TASK TO CARRY OUT> Produce a word-for-word copy of the listing below without its pictures.

DATA EXCERPTS>
· · · ·

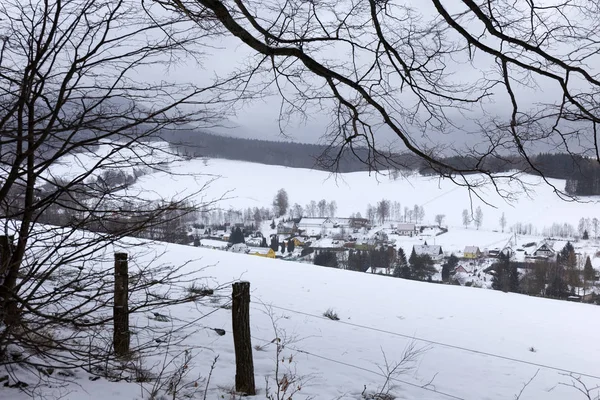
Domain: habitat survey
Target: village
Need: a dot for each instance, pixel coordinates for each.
(342, 243)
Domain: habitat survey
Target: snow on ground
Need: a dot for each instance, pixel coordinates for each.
(254, 185)
(378, 316)
(242, 184)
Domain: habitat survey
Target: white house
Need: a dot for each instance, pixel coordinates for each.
(544, 250)
(406, 229)
(433, 251)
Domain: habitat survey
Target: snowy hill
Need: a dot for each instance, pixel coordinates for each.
(476, 344)
(242, 184)
(255, 185)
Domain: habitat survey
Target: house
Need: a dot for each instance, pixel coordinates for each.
(380, 236)
(311, 226)
(433, 251)
(544, 250)
(406, 229)
(286, 228)
(239, 248)
(380, 270)
(297, 241)
(471, 252)
(357, 223)
(263, 252)
(327, 245)
(460, 269)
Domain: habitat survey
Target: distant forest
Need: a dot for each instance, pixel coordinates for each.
(289, 154)
(582, 174)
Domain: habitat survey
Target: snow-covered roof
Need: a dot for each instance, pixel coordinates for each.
(544, 246)
(406, 227)
(325, 243)
(312, 221)
(430, 250)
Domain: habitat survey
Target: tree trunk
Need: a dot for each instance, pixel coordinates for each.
(240, 313)
(121, 307)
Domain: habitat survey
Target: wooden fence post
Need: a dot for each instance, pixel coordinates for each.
(240, 313)
(121, 306)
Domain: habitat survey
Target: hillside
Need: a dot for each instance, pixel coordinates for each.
(471, 338)
(254, 185)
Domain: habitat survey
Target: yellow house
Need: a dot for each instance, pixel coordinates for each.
(263, 252)
(297, 242)
(472, 252)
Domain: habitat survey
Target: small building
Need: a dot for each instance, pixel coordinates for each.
(544, 250)
(460, 269)
(380, 270)
(406, 229)
(297, 241)
(471, 252)
(433, 251)
(357, 223)
(286, 228)
(240, 248)
(263, 252)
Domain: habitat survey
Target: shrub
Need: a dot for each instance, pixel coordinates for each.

· · · ·

RESULT>
Domain: habitat survey
Target: village
Need: a dot for each instance, pixel coordinates for each.
(342, 243)
Domain: habitat survey
Target: snow on ground
Need: a dot for each instance, pixel coordinates for each.
(254, 185)
(378, 316)
(242, 184)
Domain: habitat survey
Target: white house
Need: a dot for each instance, pixel coordinates for each.
(544, 250)
(406, 229)
(433, 251)
Domain: habitat survey
Target: snowy hill
Need: a dot for each instance, pixel coordinates for each.
(476, 344)
(242, 184)
(255, 185)
Domain: habitat survey
Target: house
Need: a dot for each instance, pixel coordinates for each.
(380, 236)
(311, 226)
(433, 251)
(544, 250)
(406, 229)
(286, 228)
(239, 248)
(380, 270)
(297, 241)
(471, 252)
(357, 223)
(263, 252)
(327, 245)
(460, 269)
Domain: habitat survey
Target: distant forest
Need: a dot for each instance, pixel coordinates for each.
(289, 154)
(582, 174)
Domain: habitat survey
Target: snow-covered roof
Need: a dot for each instance, pixel coordinates for each.
(544, 246)
(406, 227)
(325, 243)
(312, 221)
(430, 250)
Domain: habitat survey
Target: tree trunk
Need: a dot for each instance, pixel coordinates for each.
(240, 313)
(121, 307)
Domain: habitat survey
Target: wooden fence post
Need: a dot for each instance, pixel coordinates for each.
(240, 313)
(121, 306)
Domain: habitat survey
Target: hillside
Need: a dot for each instance, pixel coordinates for each.
(471, 338)
(254, 185)
Domain: habitat survey
Target: yellow house
Need: a dot for each instance, pixel coordinates for each.
(263, 252)
(297, 242)
(472, 252)
Domain: habitat survey
Target: small building
Need: a dot for each instance, pixel coordinates for each.
(544, 250)
(460, 269)
(380, 270)
(406, 229)
(297, 241)
(471, 252)
(433, 251)
(357, 223)
(286, 228)
(240, 248)
(263, 252)
Domain: habitat survey
Target: shrub
Need: a dot for each instance, pixel coordinates for each.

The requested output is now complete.